Copy each row below verbatim, leaving out the pictures.

::::::

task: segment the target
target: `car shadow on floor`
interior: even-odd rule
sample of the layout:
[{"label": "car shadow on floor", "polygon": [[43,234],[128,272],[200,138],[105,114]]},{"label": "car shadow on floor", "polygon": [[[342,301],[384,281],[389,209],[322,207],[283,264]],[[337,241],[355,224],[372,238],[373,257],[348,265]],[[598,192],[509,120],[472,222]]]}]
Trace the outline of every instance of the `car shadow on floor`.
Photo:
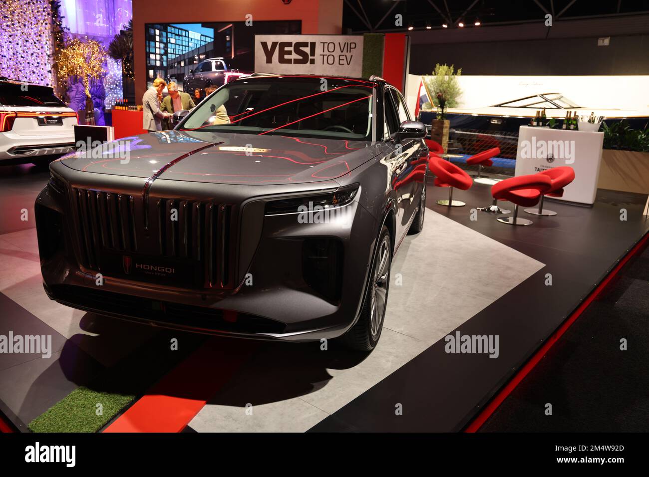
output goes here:
[{"label": "car shadow on floor", "polygon": [[[86,313],[80,327],[97,336],[78,334],[66,343],[58,360],[66,379],[98,391],[141,395],[201,347],[231,350],[243,364],[215,395],[196,389],[174,389],[172,395],[232,406],[265,404],[302,396],[326,385],[332,376],[363,361],[369,354],[330,340],[306,343],[254,341],[156,328]],[[178,350],[171,350],[172,339]],[[202,356],[204,356],[203,354]],[[209,356],[209,355],[208,355]],[[206,369],[228,367],[223,353]],[[216,361],[217,360],[217,361]],[[202,376],[210,379],[209,376]]]}]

::::::

■ **Task result**:
task: segment the target
target: `car shadow on floor`
interior: even-odd rule
sample of the layout:
[{"label": "car shadow on floor", "polygon": [[43,234],[128,272],[200,138],[105,114]]},{"label": "car shadow on floor", "polygon": [[[342,301],[384,281],[389,209],[322,207],[283,264]],[[337,241],[355,224],[372,238],[373,257],[348,265]],[[598,192],[509,120],[472,222]]]}]
Trace the outline of every instance of the `car shadow on floor`.
Photo:
output goes here:
[{"label": "car shadow on floor", "polygon": [[[86,313],[80,327],[97,336],[78,334],[66,343],[58,360],[66,379],[98,391],[141,395],[201,347],[231,350],[243,364],[215,395],[196,389],[174,389],[172,395],[232,406],[265,404],[302,396],[326,385],[332,376],[363,361],[369,354],[330,340],[306,343],[254,341],[156,328]],[[178,350],[171,350],[172,339]],[[202,356],[204,356],[203,354]],[[209,356],[209,355],[208,355]],[[206,369],[228,367],[223,353]],[[216,361],[217,360],[217,361]],[[202,376],[210,379],[209,376]]]}]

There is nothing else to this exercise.